Records supplied.
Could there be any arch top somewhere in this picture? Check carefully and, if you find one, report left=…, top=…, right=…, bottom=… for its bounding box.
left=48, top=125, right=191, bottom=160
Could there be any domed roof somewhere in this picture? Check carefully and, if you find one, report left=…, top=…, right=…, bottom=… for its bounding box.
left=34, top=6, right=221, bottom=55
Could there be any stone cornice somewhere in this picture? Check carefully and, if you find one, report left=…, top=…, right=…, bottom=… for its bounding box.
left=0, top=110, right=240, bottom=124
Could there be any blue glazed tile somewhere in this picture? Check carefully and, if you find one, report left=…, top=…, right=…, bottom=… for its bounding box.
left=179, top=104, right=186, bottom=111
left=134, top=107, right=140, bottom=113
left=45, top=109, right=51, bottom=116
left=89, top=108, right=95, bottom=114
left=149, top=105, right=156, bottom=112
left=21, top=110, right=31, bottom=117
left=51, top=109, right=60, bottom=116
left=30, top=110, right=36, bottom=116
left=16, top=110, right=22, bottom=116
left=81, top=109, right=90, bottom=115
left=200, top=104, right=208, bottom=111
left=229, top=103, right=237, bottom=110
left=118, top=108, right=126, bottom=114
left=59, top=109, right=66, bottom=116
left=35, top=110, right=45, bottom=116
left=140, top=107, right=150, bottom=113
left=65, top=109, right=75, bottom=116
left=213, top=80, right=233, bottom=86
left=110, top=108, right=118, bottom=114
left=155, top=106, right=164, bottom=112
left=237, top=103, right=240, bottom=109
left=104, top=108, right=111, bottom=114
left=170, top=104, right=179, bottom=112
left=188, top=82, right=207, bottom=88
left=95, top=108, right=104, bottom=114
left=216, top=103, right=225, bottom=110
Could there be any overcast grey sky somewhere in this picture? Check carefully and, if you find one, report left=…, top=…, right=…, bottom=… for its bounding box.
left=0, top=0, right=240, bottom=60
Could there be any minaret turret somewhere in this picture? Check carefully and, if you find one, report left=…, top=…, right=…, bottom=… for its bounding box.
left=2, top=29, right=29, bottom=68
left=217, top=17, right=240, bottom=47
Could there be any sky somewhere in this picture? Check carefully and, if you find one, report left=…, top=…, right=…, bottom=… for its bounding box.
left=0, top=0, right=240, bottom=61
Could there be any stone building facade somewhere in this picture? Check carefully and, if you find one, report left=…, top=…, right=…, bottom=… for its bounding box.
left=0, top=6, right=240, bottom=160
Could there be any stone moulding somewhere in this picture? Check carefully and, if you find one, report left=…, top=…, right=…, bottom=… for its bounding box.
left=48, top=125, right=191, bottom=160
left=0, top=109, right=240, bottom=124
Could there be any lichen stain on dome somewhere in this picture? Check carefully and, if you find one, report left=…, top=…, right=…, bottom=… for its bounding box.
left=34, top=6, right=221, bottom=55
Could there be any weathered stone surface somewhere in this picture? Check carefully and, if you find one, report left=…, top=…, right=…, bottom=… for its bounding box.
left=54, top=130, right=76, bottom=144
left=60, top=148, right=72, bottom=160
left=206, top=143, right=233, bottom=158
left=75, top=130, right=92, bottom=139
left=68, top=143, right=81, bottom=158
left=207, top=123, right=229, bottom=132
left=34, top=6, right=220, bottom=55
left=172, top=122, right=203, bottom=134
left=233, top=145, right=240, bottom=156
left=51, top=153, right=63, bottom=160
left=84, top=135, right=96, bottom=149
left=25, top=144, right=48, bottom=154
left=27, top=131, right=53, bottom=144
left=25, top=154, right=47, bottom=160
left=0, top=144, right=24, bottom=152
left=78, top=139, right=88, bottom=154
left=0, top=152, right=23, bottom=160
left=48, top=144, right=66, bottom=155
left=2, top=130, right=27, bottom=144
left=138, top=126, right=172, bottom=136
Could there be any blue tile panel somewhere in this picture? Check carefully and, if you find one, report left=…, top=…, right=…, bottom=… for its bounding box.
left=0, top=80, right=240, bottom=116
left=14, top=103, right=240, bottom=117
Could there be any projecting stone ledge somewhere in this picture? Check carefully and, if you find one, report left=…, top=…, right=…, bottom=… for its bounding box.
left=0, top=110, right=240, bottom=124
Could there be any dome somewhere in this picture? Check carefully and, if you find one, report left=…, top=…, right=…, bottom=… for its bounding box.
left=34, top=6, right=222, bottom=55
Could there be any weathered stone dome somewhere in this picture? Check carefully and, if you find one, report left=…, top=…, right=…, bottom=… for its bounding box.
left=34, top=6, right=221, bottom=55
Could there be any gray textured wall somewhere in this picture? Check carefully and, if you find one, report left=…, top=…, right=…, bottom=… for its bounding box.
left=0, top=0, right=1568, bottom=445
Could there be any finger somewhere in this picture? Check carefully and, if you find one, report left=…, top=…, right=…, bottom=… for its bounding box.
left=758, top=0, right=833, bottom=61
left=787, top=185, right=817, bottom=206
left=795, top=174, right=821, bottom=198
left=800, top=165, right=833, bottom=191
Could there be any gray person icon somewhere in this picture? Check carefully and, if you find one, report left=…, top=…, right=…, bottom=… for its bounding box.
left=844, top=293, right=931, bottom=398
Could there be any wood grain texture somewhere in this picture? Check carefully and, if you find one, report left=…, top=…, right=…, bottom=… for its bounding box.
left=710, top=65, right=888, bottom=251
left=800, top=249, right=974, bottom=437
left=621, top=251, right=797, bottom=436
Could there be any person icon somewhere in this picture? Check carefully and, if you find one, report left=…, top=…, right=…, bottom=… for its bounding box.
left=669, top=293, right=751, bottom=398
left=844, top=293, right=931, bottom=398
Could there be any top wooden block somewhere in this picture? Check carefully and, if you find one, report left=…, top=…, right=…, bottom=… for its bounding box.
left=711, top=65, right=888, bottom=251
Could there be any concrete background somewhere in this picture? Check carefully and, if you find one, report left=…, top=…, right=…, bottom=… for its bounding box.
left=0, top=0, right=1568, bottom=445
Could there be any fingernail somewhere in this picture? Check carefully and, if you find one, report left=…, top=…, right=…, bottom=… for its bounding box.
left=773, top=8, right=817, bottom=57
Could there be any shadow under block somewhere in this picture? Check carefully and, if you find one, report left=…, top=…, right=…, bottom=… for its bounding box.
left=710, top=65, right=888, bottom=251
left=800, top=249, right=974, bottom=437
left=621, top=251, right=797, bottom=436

Short task.
Output every line of the material above once more, unchanged and in its original order.

Final result.
Could there be any arch top somewhere in this picture? Check carefully and, if you find one, report left=…, top=…, right=…, bottom=… for its bounding box.
left=48, top=125, right=191, bottom=160
Could there be any domed roof somewhere in this picture? Check carefully and, if you find one, report left=…, top=…, right=…, bottom=… for its bounding box.
left=34, top=6, right=221, bottom=55
Could there be any stone cornice somewhere in this picture? Check carefully and, if you find one, report left=…, top=…, right=…, bottom=… for its bounding box.
left=0, top=110, right=240, bottom=124
Could there be any blue glazed tile somewhere in this picture? Check carefully and, if you find one, report left=…, top=…, right=…, bottom=… for its bounding box.
left=179, top=104, right=186, bottom=111
left=134, top=107, right=140, bottom=113
left=45, top=109, right=51, bottom=116
left=89, top=108, right=95, bottom=114
left=149, top=105, right=156, bottom=112
left=21, top=110, right=31, bottom=117
left=51, top=109, right=60, bottom=116
left=30, top=110, right=36, bottom=116
left=16, top=110, right=22, bottom=116
left=81, top=109, right=90, bottom=115
left=200, top=104, right=208, bottom=111
left=229, top=103, right=237, bottom=110
left=118, top=108, right=126, bottom=114
left=59, top=109, right=66, bottom=116
left=35, top=110, right=45, bottom=116
left=140, top=107, right=150, bottom=113
left=65, top=109, right=75, bottom=116
left=213, top=80, right=233, bottom=86
left=110, top=108, right=118, bottom=114
left=155, top=106, right=164, bottom=112
left=237, top=103, right=240, bottom=109
left=104, top=108, right=111, bottom=114
left=170, top=104, right=179, bottom=112
left=188, top=82, right=207, bottom=88
left=95, top=108, right=104, bottom=114
left=216, top=103, right=225, bottom=110
Could there be any overcast grey sky somewhere in this picture? Check carefully and, if you find one, report left=…, top=…, right=…, bottom=… for its bounding box.
left=0, top=0, right=240, bottom=60
Could there be any minaret turret somewhere in this picture? Check carefully and, if you find one, report left=…, top=…, right=…, bottom=… for its bounding box.
left=2, top=29, right=29, bottom=68
left=217, top=17, right=240, bottom=47
Could there be any sky somewhere in this picture? Check carefully and, if you find one, report left=…, top=…, right=…, bottom=… for its bounding box.
left=0, top=0, right=240, bottom=61
Could there be any stone building facade somewhere in this picture? Check carefully and, if you find one, report left=…, top=…, right=…, bottom=… for its bounding box.
left=0, top=6, right=240, bottom=160
Could there be any stone moulding somewhere in this picture? Check carefully and, if you find one, report left=…, top=…, right=…, bottom=… for its bounding box.
left=48, top=125, right=191, bottom=160
left=0, top=109, right=240, bottom=124
Could there be any lichen stain on dome somewhere in this picture? Check carefully and, if you find one, report left=…, top=…, right=…, bottom=… for its bounding box.
left=34, top=6, right=221, bottom=55
Could there be any weathered stone surface somewhere in this picture? Check carefully and, if you find one, report left=…, top=…, right=…, bottom=… for its bounding box.
left=54, top=130, right=76, bottom=144
left=60, top=148, right=72, bottom=160
left=206, top=143, right=233, bottom=158
left=75, top=130, right=92, bottom=139
left=68, top=143, right=81, bottom=158
left=207, top=123, right=229, bottom=132
left=34, top=6, right=220, bottom=55
left=172, top=122, right=203, bottom=134
left=233, top=145, right=240, bottom=156
left=51, top=153, right=63, bottom=160
left=84, top=135, right=96, bottom=149
left=25, top=144, right=48, bottom=154
left=27, top=131, right=53, bottom=144
left=25, top=154, right=47, bottom=160
left=0, top=144, right=24, bottom=152
left=78, top=139, right=88, bottom=154
left=0, top=152, right=23, bottom=160
left=48, top=144, right=66, bottom=155
left=2, top=130, right=27, bottom=144
left=138, top=126, right=172, bottom=136
Could there be any blue tile panel somewhere in this picture? Check carefully and, if you find one, report left=…, top=…, right=…, bottom=… for its bounding box.
left=0, top=80, right=240, bottom=116
left=14, top=103, right=240, bottom=117
Could there be any projecting stone ledge somewhere in this picture? Check carefully and, if you find one, report left=…, top=…, right=…, bottom=… for its bounding box.
left=0, top=110, right=240, bottom=124
Could there be any dome somewhere in this picture? Check carefully and, if you find one, report left=…, top=…, right=…, bottom=… for its bounding box.
left=34, top=6, right=222, bottom=55
Could there be any weathered stone dome somewhere in this picture? Check carefully and, if you find one, report left=…, top=…, right=…, bottom=… for its bounding box.
left=34, top=6, right=221, bottom=55
Could there be any gray textured wall somewhere in this picture? Check carefully and, if you find one, report left=…, top=…, right=…, bottom=… for its bounding box.
left=0, top=0, right=1568, bottom=445
Could there be any finger somewhere in this picture? Check carefully and, if you find one, report left=…, top=…, right=…, bottom=… for its bounding box.
left=758, top=0, right=833, bottom=61
left=787, top=185, right=817, bottom=206
left=795, top=174, right=821, bottom=198
left=800, top=165, right=833, bottom=191
Could there be any gray person icon somewhere in this picture? Check carefully and, if you find one, report left=…, top=…, right=…, bottom=… for its bounding box.
left=844, top=293, right=931, bottom=398
Could there be any wood grain texture somewhere in this picture? Check carefully and, if you find one, report left=…, top=…, right=…, bottom=… for its bounding box.
left=710, top=65, right=888, bottom=251
left=800, top=249, right=974, bottom=437
left=621, top=251, right=797, bottom=436
Could there be any person icon somewhere in this picture? Check carefully and, if you find one, report left=…, top=…, right=…, bottom=… for its bounding box.
left=669, top=293, right=751, bottom=398
left=844, top=293, right=931, bottom=398
Could there be any top wooden block somewhere in this picture? Check carefully and, if you find one, report left=…, top=…, right=…, bottom=… for its bounding box.
left=711, top=65, right=888, bottom=251
Could there be any concrete background somewhere in this picture? Check carefully and, if you find one, report left=…, top=…, right=…, bottom=… for its bounding box.
left=0, top=0, right=1568, bottom=445
Could there be any fingernail somewhere in this picture? Check carefully and, if you find one, report left=…, top=…, right=…, bottom=… for its bounding box.
left=773, top=8, right=817, bottom=57
Could there be any shadow under block somewhere in this picture? Check carefully and, if you find one, report left=…, top=…, right=…, bottom=… for its bounding box.
left=710, top=65, right=888, bottom=251
left=800, top=249, right=974, bottom=437
left=621, top=251, right=797, bottom=436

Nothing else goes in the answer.